** Start **
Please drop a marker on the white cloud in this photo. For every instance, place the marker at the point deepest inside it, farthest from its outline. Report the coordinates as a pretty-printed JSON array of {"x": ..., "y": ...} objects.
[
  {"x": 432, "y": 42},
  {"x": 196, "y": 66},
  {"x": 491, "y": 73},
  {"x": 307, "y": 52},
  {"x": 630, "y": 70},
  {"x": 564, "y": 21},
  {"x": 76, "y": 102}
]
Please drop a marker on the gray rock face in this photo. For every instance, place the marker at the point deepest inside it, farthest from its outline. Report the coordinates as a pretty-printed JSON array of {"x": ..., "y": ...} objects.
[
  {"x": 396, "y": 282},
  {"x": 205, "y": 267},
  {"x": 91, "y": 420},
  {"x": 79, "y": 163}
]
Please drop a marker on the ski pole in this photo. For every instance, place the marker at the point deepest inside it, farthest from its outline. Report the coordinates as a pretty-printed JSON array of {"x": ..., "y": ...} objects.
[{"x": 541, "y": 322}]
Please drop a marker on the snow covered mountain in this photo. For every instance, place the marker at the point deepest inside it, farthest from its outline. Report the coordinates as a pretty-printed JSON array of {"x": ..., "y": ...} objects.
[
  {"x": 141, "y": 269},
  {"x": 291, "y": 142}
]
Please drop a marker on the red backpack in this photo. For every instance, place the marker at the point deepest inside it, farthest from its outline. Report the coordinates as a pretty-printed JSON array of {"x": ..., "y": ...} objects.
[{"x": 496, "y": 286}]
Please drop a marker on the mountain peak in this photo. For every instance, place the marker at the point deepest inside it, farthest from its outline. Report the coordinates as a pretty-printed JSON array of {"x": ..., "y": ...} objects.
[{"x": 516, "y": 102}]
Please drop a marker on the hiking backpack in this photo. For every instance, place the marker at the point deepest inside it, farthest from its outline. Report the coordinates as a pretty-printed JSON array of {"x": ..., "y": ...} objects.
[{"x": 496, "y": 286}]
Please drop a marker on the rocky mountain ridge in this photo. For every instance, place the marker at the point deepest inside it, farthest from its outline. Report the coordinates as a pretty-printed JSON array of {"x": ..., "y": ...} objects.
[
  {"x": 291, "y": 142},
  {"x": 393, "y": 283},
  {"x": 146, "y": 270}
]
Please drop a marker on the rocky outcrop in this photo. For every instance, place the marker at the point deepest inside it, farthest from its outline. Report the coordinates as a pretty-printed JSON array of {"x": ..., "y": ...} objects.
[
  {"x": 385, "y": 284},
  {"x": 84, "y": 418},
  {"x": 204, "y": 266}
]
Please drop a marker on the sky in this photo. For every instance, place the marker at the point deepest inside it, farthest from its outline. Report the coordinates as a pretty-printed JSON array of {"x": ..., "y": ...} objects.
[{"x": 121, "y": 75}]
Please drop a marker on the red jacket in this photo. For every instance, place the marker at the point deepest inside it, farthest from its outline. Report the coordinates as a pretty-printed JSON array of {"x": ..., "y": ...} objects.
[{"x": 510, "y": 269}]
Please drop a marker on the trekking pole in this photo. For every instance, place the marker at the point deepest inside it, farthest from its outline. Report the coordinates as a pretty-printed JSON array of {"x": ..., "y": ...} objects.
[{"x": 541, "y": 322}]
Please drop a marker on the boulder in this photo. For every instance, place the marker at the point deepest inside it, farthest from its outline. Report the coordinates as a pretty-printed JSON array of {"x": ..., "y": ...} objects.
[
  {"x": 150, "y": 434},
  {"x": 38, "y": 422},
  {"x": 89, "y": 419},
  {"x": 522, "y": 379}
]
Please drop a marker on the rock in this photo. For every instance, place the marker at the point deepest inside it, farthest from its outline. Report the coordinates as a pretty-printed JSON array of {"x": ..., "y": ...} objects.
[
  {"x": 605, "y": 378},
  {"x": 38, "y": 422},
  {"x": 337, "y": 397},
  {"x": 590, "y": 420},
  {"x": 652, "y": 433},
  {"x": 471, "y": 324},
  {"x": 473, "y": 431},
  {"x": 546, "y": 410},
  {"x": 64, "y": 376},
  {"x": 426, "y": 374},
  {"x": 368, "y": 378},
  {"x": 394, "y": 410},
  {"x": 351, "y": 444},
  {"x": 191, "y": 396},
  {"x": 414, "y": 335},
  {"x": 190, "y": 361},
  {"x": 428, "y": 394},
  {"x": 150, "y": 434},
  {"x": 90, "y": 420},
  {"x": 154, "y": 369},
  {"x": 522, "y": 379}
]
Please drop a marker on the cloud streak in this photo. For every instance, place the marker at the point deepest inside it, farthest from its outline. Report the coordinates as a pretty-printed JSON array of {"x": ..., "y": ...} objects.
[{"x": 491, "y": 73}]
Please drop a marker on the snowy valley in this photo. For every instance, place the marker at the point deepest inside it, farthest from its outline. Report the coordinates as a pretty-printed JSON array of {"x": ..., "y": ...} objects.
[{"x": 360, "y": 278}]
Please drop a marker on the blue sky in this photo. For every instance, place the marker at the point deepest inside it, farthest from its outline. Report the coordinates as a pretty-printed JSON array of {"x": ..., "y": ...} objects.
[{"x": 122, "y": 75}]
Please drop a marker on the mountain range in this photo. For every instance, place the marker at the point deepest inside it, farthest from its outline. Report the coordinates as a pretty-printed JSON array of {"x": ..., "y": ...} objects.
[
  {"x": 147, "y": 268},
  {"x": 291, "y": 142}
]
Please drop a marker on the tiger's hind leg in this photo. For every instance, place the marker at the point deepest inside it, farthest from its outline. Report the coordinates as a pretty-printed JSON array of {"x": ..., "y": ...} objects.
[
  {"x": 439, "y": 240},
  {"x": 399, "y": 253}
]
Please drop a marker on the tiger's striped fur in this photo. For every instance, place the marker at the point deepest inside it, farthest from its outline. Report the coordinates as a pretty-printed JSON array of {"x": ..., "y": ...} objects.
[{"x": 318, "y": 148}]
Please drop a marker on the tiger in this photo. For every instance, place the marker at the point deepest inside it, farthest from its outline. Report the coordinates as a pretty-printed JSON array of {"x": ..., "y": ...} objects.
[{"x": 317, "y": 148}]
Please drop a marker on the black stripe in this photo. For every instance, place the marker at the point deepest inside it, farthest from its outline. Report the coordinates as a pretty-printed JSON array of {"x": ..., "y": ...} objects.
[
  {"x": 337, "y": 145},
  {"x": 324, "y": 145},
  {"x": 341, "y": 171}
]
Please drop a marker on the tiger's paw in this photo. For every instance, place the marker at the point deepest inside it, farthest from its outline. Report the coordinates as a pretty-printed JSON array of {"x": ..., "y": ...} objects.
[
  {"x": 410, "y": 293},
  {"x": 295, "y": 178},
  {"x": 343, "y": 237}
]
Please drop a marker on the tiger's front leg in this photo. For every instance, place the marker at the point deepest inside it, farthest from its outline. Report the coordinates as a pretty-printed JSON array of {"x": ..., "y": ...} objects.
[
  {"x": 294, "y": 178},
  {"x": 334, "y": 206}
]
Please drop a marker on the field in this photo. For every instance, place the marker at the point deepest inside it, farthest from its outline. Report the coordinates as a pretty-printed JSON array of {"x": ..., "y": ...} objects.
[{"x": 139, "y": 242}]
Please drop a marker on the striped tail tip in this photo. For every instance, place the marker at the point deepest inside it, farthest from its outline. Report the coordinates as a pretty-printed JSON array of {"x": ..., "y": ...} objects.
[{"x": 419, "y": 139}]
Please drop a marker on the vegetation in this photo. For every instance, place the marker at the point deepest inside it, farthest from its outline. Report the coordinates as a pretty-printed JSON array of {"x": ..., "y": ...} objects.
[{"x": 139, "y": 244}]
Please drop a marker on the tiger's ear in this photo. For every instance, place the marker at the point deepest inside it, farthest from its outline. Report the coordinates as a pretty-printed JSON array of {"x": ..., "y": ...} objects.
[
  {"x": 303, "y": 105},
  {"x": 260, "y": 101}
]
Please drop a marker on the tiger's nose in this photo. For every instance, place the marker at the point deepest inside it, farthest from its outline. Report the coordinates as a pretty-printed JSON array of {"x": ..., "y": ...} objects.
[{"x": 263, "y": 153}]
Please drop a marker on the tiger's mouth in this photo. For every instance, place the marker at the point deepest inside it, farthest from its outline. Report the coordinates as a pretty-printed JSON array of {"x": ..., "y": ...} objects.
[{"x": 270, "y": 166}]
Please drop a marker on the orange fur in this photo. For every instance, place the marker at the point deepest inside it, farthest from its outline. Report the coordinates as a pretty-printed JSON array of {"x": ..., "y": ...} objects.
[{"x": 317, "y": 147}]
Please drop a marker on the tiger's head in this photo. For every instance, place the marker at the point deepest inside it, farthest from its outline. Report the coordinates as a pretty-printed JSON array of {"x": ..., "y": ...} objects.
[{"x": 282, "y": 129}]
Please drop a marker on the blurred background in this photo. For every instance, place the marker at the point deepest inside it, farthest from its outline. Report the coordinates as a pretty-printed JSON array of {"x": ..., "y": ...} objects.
** End **
What you have to do — Quote exactly the line containing "Please drop a marker on the tiger's nose" and every later line through the end of the listing, and no other lines.

Solution to this task —
Please drop a marker on the tiger's nose in this photo. For every instance, place the marker at the point deepest inside it, farthest from its outline. Report the coordinates as a pretty-printed JSON array of {"x": ..., "y": ...} objects.
[{"x": 263, "y": 153}]
Please drop a marker on the tiger's mouth in this photo. For every instance, place the marker at the point deepest inside it, farthest from its outline. Report the coordinates as a pretty-printed JSON array of {"x": ..., "y": ...} objects.
[{"x": 270, "y": 166}]
Please drop a marker on the orange fur in this photo. For every instance, place the marker at the point deepest inside it, farthest from its outline. Report the coordinates as a pretty-printed JSON array of {"x": ..., "y": ...} objects.
[{"x": 317, "y": 147}]
Please drop a marker on the tiger's head in this photo. For every instance, place the marker at the point deepest inside it, farthest from its outline. Report the coordinates as a pretty-printed JSON array of {"x": ..., "y": ...} objects.
[{"x": 282, "y": 129}]
Please drop a marker on the blurred background in this photo. For every instance, place the marker at the point deepest inside it, farthest from its outline. Report the coordinates as a pretty-printed JSON array of {"x": ..., "y": ...} objects.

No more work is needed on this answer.